WHAT THE EXERCISE ASKS:
State how many lines in the listing below contain the string "positive", matching case exactly. Give only the number.

GIVEN DATA:
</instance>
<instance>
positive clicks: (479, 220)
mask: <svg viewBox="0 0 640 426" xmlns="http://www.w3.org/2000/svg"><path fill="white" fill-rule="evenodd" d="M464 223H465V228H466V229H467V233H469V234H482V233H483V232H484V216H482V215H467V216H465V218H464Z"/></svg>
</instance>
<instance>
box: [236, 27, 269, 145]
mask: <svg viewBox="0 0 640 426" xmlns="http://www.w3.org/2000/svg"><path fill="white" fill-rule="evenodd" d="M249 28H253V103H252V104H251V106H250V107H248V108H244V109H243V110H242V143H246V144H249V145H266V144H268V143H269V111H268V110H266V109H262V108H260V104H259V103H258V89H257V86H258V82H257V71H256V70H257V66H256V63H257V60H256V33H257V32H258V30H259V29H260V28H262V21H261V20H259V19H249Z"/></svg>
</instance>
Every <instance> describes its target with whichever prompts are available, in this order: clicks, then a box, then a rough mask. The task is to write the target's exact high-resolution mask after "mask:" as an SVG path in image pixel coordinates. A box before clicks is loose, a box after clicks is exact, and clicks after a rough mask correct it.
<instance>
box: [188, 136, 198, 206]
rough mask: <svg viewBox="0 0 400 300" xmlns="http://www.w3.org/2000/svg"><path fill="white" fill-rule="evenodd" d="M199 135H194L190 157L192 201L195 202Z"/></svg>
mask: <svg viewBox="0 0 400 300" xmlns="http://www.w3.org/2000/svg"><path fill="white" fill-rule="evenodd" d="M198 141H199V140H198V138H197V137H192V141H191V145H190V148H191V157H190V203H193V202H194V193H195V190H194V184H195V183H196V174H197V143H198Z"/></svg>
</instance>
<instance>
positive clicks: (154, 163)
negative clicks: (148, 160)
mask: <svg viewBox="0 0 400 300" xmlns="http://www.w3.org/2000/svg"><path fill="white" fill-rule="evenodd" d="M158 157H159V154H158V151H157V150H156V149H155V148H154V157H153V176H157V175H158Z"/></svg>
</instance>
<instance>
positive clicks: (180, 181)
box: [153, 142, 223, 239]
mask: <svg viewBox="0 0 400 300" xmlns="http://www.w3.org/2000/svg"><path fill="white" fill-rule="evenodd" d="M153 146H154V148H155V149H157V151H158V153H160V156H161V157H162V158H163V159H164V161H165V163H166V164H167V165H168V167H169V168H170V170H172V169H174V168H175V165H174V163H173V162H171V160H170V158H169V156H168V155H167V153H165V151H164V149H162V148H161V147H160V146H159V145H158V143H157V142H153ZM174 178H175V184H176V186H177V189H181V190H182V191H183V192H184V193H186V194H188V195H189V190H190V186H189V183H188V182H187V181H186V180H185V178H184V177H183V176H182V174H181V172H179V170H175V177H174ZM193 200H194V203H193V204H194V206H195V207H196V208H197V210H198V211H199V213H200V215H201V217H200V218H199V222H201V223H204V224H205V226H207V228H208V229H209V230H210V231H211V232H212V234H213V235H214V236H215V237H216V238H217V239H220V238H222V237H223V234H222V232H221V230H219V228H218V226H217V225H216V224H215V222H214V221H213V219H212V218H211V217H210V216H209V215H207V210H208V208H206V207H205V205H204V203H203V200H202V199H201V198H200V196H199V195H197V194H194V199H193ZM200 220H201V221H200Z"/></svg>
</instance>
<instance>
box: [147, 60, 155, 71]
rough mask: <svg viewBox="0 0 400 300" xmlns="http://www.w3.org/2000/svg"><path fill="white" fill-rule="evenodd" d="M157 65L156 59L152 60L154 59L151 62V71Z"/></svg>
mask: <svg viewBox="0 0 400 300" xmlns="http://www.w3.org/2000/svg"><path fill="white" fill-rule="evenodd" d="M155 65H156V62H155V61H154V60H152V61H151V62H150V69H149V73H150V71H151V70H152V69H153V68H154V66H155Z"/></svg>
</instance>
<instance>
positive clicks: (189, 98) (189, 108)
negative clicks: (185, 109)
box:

TASK ANSWER:
4